**Task**
Below this line are records; write out exactly the lines from the one containing "pixel 158 131" through the one containing "pixel 324 318", with the pictures left out.
[Provided material Boundary: Start]
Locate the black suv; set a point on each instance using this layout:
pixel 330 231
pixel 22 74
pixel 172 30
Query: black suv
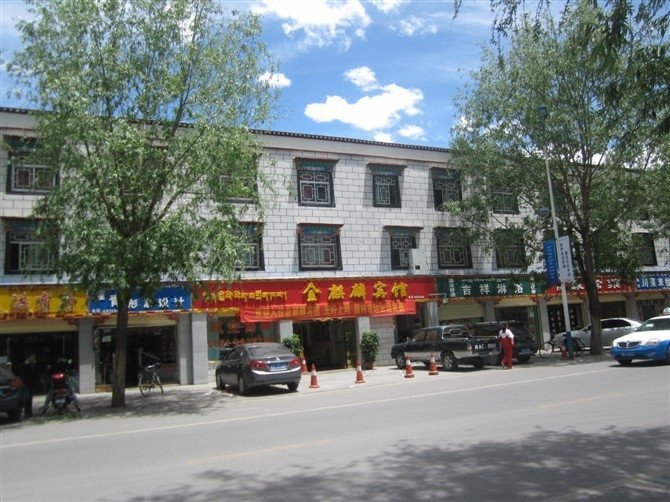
pixel 525 344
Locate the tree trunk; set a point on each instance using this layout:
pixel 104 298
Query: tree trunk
pixel 120 352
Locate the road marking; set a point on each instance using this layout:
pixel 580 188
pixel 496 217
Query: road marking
pixel 295 412
pixel 578 401
pixel 251 453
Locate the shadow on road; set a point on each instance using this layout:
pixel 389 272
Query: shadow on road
pixel 615 465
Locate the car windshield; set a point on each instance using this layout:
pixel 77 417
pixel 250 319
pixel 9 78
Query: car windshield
pixel 268 350
pixel 655 324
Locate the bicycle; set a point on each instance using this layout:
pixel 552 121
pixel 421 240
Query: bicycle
pixel 148 379
pixel 555 344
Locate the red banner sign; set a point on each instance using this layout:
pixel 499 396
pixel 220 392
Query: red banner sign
pixel 316 299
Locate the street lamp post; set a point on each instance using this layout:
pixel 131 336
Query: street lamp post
pixel 544 113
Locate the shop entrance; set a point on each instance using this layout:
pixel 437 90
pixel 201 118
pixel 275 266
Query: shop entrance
pixel 328 344
pixel 146 345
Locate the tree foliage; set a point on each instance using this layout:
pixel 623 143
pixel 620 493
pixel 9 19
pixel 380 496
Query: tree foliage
pixel 605 148
pixel 145 114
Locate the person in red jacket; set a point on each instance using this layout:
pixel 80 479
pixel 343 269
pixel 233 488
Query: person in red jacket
pixel 506 338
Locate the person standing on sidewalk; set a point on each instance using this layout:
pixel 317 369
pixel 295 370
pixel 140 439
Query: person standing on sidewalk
pixel 506 338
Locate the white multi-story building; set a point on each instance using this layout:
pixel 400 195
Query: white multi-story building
pixel 355 238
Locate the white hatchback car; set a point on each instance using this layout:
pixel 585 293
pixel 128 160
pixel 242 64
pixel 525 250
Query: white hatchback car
pixel 651 341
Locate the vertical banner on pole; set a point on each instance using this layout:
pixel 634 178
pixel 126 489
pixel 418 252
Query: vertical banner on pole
pixel 566 271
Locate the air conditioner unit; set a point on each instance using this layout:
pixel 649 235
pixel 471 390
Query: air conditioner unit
pixel 417 262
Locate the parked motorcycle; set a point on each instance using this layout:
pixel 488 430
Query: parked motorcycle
pixel 61 392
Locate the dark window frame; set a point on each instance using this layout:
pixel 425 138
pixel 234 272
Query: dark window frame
pixel 446 178
pixel 315 176
pixel 319 244
pixel 447 244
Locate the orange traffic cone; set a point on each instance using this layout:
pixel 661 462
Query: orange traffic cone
pixel 313 383
pixel 408 368
pixel 359 374
pixel 433 367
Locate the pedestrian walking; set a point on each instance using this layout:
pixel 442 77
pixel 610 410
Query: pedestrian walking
pixel 506 338
pixel 31 378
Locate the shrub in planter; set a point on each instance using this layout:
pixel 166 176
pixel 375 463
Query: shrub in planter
pixel 369 346
pixel 293 344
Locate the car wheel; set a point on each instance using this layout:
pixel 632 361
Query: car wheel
pixel 449 362
pixel 242 385
pixel 14 415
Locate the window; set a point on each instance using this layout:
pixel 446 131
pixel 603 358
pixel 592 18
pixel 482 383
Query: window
pixel 25 173
pixel 453 248
pixel 510 250
pixel 446 187
pixel 645 245
pixel 319 247
pixel 402 240
pixel 504 201
pixel 252 237
pixel 315 183
pixel 385 185
pixel 25 253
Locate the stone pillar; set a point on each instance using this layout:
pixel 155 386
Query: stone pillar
pixel 87 361
pixel 199 358
pixel 285 329
pixel 544 319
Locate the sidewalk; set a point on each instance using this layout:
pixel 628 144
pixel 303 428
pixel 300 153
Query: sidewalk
pixel 193 399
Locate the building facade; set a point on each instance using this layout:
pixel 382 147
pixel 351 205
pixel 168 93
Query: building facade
pixel 355 238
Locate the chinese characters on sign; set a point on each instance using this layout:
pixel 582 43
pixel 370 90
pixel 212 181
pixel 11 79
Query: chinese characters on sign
pixel 166 299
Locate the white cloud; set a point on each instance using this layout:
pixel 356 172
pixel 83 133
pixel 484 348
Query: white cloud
pixel 412 132
pixel 416 26
pixel 387 6
pixel 323 23
pixel 373 113
pixel 383 137
pixel 278 80
pixel 362 77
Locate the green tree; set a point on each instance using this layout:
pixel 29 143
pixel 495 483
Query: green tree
pixel 145 114
pixel 604 155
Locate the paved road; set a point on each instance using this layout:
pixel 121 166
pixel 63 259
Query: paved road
pixel 551 430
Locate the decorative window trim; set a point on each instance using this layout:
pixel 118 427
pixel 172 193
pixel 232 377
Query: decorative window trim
pixel 463 247
pixel 321 182
pixel 317 250
pixel 441 175
pixel 399 257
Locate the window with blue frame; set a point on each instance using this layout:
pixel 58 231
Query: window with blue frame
pixel 315 182
pixel 386 185
pixel 319 247
pixel 446 187
pixel 251 235
pixel 26 173
pixel 25 252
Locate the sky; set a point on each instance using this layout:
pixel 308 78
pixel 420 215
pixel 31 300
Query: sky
pixel 378 70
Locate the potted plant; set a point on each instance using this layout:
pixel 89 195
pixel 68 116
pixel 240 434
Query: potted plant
pixel 293 344
pixel 369 348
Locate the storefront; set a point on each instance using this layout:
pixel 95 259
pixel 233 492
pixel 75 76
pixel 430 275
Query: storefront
pixel 474 299
pixel 40 319
pixel 321 311
pixel 153 334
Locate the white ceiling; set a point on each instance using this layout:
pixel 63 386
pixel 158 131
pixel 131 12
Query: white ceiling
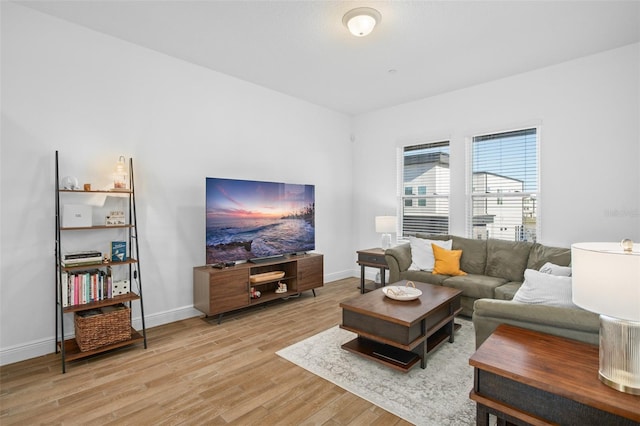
pixel 420 49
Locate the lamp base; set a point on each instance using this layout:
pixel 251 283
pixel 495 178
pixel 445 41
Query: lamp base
pixel 620 354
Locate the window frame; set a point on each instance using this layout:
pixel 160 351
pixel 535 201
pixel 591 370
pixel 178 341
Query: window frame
pixel 502 197
pixel 405 197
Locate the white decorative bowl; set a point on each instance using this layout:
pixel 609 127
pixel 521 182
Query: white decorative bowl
pixel 401 293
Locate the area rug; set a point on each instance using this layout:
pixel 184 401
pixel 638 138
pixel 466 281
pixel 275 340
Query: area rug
pixel 437 395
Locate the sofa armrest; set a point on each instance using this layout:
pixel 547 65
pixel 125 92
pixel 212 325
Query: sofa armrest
pixel 572 323
pixel 398 259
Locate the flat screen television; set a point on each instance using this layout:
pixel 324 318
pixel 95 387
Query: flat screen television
pixel 248 220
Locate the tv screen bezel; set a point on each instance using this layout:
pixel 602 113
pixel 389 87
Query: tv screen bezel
pixel 304 205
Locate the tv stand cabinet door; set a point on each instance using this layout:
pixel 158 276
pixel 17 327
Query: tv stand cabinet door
pixel 310 272
pixel 220 291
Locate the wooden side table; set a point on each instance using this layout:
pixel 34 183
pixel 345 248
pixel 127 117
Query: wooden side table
pixel 526 377
pixel 373 258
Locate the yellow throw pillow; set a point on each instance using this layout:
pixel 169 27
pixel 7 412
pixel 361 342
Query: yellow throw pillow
pixel 447 261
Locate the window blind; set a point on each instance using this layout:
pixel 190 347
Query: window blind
pixel 504 186
pixel 424 191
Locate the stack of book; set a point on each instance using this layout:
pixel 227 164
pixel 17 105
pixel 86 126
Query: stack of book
pixel 81 258
pixel 86 286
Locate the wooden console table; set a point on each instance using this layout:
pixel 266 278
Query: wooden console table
pixel 373 258
pixel 529 378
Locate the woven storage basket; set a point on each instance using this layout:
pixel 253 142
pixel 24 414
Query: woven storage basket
pixel 103 329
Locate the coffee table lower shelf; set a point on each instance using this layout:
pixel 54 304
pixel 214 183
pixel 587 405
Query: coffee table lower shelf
pixel 392 356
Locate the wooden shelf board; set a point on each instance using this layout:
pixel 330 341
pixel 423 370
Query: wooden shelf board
pixel 106 302
pixel 96 191
pixel 72 351
pixel 268 296
pixel 366 348
pixel 94 227
pixel 99 265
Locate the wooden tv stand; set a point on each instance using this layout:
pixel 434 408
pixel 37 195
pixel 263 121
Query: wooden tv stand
pixel 218 291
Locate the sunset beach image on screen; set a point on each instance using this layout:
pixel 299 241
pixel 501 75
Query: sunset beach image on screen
pixel 247 219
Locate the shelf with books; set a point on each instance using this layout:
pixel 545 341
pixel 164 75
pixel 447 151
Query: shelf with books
pixel 86 280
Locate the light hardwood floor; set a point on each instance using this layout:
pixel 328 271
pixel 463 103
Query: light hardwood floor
pixel 197 372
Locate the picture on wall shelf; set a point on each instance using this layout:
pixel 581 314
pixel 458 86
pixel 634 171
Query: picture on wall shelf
pixel 118 251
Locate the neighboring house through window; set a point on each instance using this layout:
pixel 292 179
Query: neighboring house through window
pixel 504 186
pixel 425 189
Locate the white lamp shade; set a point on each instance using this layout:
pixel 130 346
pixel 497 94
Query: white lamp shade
pixel 361 21
pixel 385 224
pixel 606 280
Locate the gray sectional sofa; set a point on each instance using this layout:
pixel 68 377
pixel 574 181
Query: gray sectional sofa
pixel 495 271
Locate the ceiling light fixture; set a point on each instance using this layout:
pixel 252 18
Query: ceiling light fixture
pixel 361 20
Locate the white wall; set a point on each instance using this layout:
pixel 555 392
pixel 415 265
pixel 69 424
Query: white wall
pixel 589 113
pixel 93 98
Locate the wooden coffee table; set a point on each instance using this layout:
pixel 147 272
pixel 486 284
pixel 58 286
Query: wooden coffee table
pixel 401 333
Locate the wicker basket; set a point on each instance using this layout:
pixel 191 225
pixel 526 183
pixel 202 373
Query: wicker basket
pixel 266 276
pixel 103 329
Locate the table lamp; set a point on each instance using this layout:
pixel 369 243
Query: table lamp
pixel 606 280
pixel 386 225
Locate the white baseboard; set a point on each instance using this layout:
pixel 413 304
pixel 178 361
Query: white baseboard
pixel 46 346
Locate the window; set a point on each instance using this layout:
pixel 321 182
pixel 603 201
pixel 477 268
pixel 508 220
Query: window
pixel 425 170
pixel 504 186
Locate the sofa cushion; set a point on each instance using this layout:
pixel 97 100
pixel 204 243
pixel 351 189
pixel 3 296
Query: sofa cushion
pixel 507 291
pixel 423 277
pixel 474 254
pixel 553 269
pixel 539 288
pixel 400 254
pixel 447 261
pixel 422 258
pixel 475 286
pixel 507 259
pixel 541 254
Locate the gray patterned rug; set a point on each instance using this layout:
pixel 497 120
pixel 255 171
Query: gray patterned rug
pixel 437 395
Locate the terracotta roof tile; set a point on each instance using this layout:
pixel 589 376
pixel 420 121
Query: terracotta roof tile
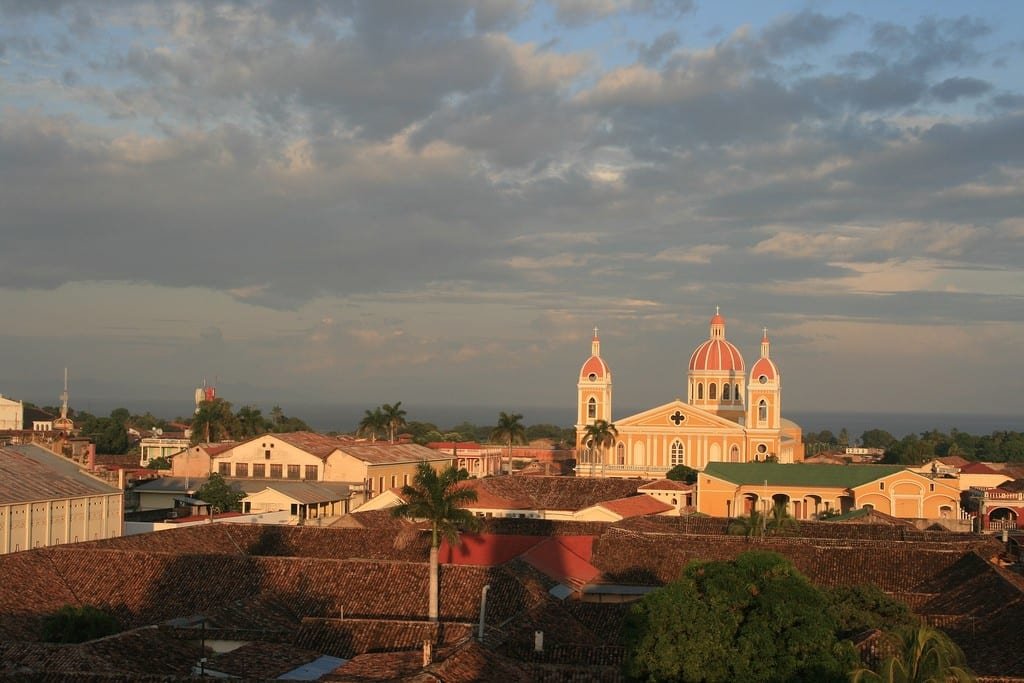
pixel 636 506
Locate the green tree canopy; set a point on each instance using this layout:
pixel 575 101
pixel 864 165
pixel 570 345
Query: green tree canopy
pixel 438 499
pixel 753 619
pixel 682 473
pixel 220 495
pixel 78 624
pixel 926 655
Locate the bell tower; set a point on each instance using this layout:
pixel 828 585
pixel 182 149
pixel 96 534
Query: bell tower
pixel 593 388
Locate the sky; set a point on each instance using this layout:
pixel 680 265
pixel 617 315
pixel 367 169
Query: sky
pixel 355 203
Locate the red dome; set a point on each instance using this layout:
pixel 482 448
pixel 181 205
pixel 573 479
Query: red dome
pixel 764 367
pixel 717 354
pixel 594 366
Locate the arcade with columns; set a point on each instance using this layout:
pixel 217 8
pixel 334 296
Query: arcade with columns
pixel 730 415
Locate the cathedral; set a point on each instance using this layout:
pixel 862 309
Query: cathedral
pixel 730 415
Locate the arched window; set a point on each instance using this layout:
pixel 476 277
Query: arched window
pixel 677 454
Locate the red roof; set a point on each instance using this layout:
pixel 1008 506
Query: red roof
pixel 979 468
pixel 486 549
pixel 564 558
pixel 764 367
pixel 596 366
pixel 717 354
pixel 636 506
pixel 667 484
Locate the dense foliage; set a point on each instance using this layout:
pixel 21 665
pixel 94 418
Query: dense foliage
pixel 914 449
pixel 77 625
pixel 753 619
pixel 220 495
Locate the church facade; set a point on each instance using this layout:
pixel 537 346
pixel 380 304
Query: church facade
pixel 730 415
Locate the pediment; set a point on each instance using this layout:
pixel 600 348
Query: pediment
pixel 677 413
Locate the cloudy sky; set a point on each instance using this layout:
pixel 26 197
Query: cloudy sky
pixel 436 202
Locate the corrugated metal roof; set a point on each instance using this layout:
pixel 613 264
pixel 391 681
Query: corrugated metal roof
pixel 31 473
pixel 390 454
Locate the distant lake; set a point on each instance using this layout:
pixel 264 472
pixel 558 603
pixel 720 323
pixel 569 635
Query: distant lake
pixel 345 417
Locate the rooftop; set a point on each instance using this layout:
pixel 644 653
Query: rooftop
pixel 31 473
pixel 798 474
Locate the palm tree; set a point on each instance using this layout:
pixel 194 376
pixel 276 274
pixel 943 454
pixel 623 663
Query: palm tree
pixel 509 429
pixel 372 422
pixel 439 500
pixel 394 417
pixel 926 655
pixel 601 434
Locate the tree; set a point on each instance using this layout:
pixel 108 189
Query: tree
pixel 860 608
pixel 753 619
pixel 395 418
pixel 601 434
pixel 509 429
pixel 682 473
pixel 753 525
pixel 373 422
pixel 219 494
pixel 927 655
pixel 214 422
pixel 439 500
pixel 78 624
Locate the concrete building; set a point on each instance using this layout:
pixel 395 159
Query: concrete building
pixel 46 500
pixel 729 415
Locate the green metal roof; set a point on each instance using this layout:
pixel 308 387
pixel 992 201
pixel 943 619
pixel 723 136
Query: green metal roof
pixel 800 474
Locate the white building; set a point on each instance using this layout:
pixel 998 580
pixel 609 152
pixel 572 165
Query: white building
pixel 46 500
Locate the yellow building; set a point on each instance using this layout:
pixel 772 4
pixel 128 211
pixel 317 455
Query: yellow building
pixel 732 489
pixel 729 416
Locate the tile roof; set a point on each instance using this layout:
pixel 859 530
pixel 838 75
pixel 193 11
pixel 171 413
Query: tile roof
pixel 553 493
pixel 636 506
pixel 799 474
pixel 307 492
pixel 31 473
pixel 667 484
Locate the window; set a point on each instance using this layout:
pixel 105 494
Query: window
pixel 677 454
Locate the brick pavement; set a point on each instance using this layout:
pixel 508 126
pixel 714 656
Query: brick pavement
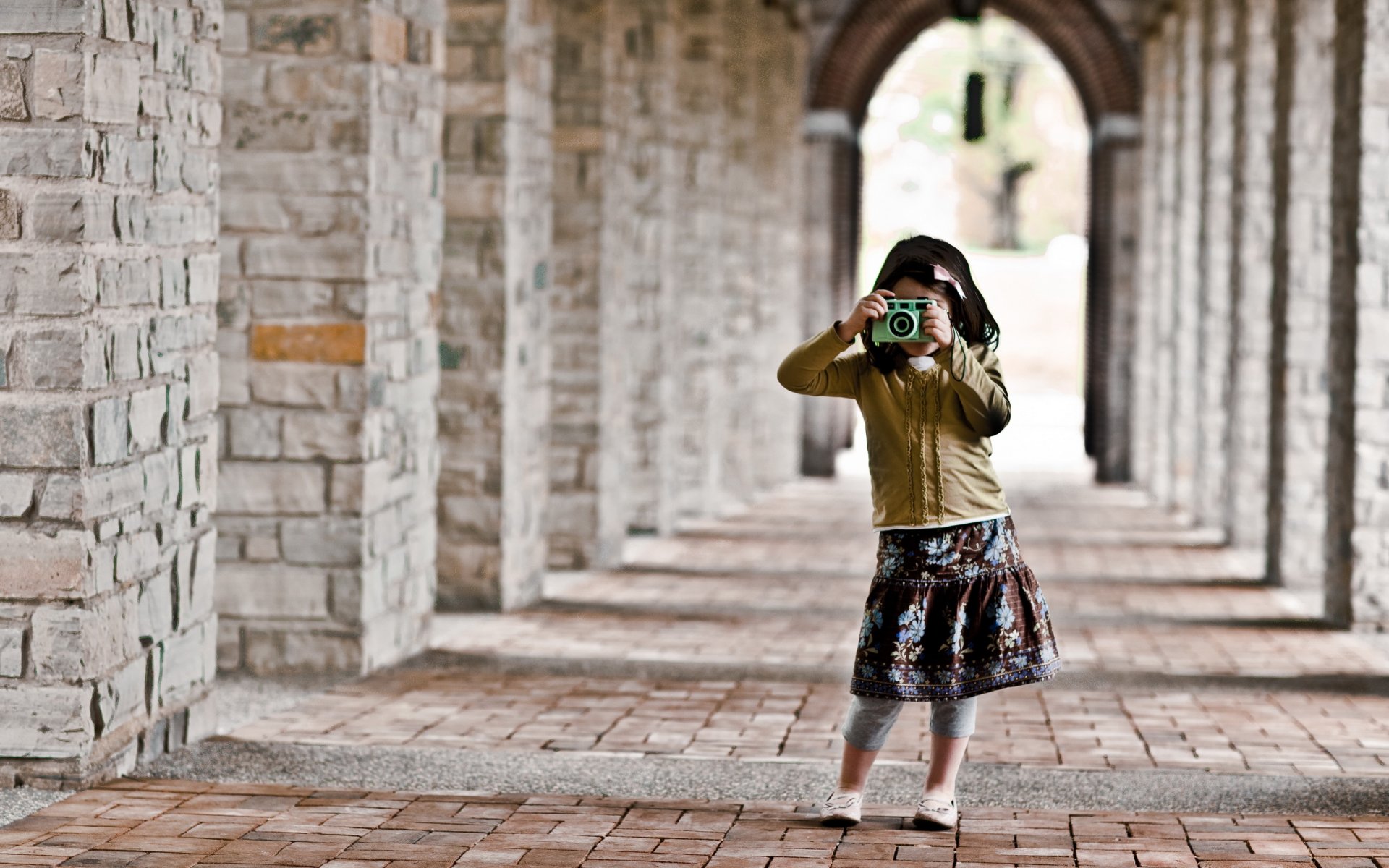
pixel 830 641
pixel 181 824
pixel 1070 600
pixel 1292 733
pixel 1134 592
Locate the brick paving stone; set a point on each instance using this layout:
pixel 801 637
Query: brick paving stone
[Provided material Boundary: End]
**Answer to this exercise**
pixel 158 131
pixel 131 12
Query: white ceiling
pixel 420 49
Locate the lamp base; set a point on each instance using this layout:
pixel 251 283
pixel 495 178
pixel 445 41
Query: lamp base
pixel 620 354
Locate the window frame; set a point on each instance using this layout:
pixel 160 351
pixel 535 201
pixel 591 370
pixel 178 341
Query: window frame
pixel 502 197
pixel 405 197
Locate the white decorative bowl; set a point on each instance using this layout:
pixel 609 127
pixel 521 182
Query: white decorative bowl
pixel 401 293
Locate the area rug; set a point on each instance using this layout:
pixel 184 401
pixel 638 138
pixel 466 281
pixel 275 340
Query: area rug
pixel 437 395
Locate the sofa armrest; set a point on each instance using this layout:
pixel 547 65
pixel 125 92
pixel 212 325
Query: sofa armrest
pixel 572 323
pixel 398 259
Locate the flat screen television; set a point on each instance using this layout:
pixel 324 318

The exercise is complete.